» **Objective**
Copy each line exactly.
---------- Data to use ----------
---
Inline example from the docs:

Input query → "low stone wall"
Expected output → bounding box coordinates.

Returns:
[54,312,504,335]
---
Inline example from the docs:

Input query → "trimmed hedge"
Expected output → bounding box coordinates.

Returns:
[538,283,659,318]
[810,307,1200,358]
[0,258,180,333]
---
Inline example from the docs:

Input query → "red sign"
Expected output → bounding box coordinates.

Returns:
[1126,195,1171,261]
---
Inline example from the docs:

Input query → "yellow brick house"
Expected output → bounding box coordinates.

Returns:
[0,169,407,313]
----------
» **Result**
---
Inline example from the docs:

Input query → "low stone wall"
Expected output → bounding box coordinates.

Returns:
[54,312,504,335]
---
Inline example from the docs:

Input query → "trimmed hedge"
Expected output → bounding box coordinates.

Returns:
[538,283,659,318]
[810,307,1200,358]
[0,258,180,333]
---
Inline example from the docs:

Input query → "red sign"
Expected output → bounding box coordinates.

Returns:
[1126,195,1171,261]
---
Inline example from the docs:

Input query → "yellow brick house"
Expected output → bounding box coordinates.

Returns:
[0,169,407,313]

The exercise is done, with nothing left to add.